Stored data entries

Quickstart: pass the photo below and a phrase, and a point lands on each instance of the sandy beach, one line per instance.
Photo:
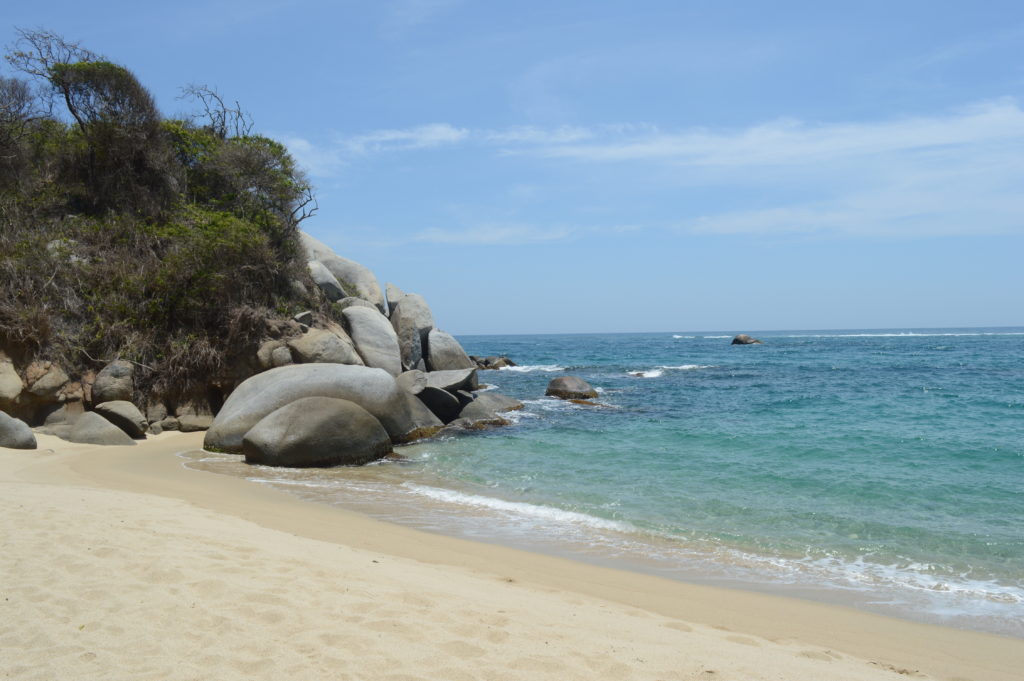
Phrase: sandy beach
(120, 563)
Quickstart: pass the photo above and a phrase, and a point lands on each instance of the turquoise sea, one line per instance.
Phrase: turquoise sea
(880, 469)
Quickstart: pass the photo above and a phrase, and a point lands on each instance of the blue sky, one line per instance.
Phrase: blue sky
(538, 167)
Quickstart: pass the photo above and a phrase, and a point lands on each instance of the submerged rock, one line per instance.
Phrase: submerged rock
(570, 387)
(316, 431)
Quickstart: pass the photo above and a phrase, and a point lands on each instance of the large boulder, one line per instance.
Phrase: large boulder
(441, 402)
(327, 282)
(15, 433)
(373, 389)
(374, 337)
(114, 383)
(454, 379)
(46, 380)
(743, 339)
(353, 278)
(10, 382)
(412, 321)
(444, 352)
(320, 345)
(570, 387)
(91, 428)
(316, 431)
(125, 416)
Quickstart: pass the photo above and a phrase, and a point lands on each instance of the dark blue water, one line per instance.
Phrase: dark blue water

* * *

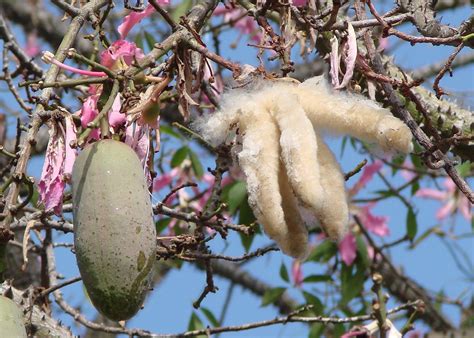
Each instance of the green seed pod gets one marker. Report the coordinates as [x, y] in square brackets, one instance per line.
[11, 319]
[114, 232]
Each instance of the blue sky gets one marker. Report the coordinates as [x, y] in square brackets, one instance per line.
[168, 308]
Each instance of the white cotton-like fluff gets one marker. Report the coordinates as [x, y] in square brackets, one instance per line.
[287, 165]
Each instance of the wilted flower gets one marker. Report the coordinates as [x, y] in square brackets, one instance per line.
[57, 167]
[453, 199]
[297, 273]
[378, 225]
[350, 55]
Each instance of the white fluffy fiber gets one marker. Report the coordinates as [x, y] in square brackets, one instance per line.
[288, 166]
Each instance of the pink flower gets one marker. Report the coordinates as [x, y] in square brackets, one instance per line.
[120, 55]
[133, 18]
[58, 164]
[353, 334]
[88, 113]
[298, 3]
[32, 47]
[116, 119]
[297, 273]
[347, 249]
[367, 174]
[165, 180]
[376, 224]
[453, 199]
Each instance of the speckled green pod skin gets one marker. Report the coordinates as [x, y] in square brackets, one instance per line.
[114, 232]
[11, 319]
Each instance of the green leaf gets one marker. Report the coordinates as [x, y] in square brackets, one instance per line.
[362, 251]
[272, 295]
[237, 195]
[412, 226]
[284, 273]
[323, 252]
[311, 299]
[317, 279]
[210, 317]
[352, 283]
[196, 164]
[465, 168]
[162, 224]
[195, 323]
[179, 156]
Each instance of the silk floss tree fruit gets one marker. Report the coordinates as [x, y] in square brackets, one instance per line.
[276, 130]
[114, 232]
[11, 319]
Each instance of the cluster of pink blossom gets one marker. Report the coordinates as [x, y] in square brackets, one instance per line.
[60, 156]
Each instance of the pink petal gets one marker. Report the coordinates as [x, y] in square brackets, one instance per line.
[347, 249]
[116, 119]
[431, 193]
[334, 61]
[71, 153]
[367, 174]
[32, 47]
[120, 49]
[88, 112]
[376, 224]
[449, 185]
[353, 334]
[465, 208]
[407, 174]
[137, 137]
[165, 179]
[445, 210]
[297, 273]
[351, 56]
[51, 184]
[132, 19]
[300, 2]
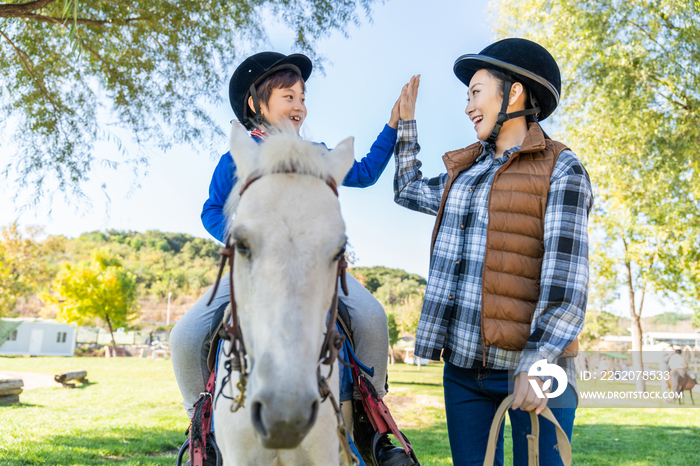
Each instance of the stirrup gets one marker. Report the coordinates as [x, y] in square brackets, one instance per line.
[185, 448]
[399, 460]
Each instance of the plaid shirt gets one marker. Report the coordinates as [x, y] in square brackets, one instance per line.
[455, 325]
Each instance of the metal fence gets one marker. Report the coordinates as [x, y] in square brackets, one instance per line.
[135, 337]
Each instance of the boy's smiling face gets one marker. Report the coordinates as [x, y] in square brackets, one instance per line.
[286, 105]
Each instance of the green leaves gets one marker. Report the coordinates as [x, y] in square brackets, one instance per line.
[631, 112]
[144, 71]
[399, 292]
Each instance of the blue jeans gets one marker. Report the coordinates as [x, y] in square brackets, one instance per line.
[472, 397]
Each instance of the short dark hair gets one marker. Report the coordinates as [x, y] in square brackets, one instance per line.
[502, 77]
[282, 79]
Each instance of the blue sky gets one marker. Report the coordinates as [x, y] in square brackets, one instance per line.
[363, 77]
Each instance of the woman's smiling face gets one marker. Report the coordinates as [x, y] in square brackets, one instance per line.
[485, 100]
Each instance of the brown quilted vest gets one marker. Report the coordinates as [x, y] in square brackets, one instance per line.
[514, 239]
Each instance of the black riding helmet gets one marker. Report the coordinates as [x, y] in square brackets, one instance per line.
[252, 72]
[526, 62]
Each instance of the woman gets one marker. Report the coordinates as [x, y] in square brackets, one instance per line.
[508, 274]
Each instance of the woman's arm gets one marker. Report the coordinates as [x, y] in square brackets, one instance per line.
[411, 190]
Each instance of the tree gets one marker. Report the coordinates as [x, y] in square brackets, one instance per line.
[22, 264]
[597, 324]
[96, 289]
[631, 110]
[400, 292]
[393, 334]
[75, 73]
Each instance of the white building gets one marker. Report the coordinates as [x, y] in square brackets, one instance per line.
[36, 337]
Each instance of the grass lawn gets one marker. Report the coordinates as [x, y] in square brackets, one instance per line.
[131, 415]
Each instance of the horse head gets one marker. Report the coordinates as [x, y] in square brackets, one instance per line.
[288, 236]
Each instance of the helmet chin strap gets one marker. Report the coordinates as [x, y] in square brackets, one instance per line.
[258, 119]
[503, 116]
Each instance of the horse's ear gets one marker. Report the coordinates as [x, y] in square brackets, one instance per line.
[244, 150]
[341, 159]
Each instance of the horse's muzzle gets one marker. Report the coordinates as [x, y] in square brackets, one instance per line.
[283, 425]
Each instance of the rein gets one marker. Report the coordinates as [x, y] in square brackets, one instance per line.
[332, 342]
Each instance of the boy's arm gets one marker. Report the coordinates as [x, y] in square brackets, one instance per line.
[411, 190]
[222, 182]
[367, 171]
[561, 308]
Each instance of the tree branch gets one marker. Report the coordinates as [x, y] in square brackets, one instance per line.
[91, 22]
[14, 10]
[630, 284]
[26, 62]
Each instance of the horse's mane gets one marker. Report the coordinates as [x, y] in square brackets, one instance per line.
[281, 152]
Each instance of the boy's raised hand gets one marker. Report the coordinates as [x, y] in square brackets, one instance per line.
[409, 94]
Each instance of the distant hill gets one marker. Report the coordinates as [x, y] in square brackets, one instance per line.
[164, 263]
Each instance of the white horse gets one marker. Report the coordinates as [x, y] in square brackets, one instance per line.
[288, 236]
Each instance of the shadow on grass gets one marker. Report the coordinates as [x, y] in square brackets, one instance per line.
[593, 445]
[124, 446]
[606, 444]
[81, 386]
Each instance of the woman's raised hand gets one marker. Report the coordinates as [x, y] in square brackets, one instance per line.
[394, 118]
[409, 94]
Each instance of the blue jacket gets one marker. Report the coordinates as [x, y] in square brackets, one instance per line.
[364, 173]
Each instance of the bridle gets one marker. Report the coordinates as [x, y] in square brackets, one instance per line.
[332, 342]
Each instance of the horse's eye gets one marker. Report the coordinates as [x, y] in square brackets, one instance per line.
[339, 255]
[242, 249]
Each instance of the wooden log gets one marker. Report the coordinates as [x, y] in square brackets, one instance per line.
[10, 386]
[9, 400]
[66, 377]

§ Directions:
Only lines with the word "water" are wanted. Find and copy them from the records above.

§ Expected answer:
Quickstart: pass the photo above and a phrase, and a point lands on each instance of the dark blue water, one line per instance.
Phrase: dark blue water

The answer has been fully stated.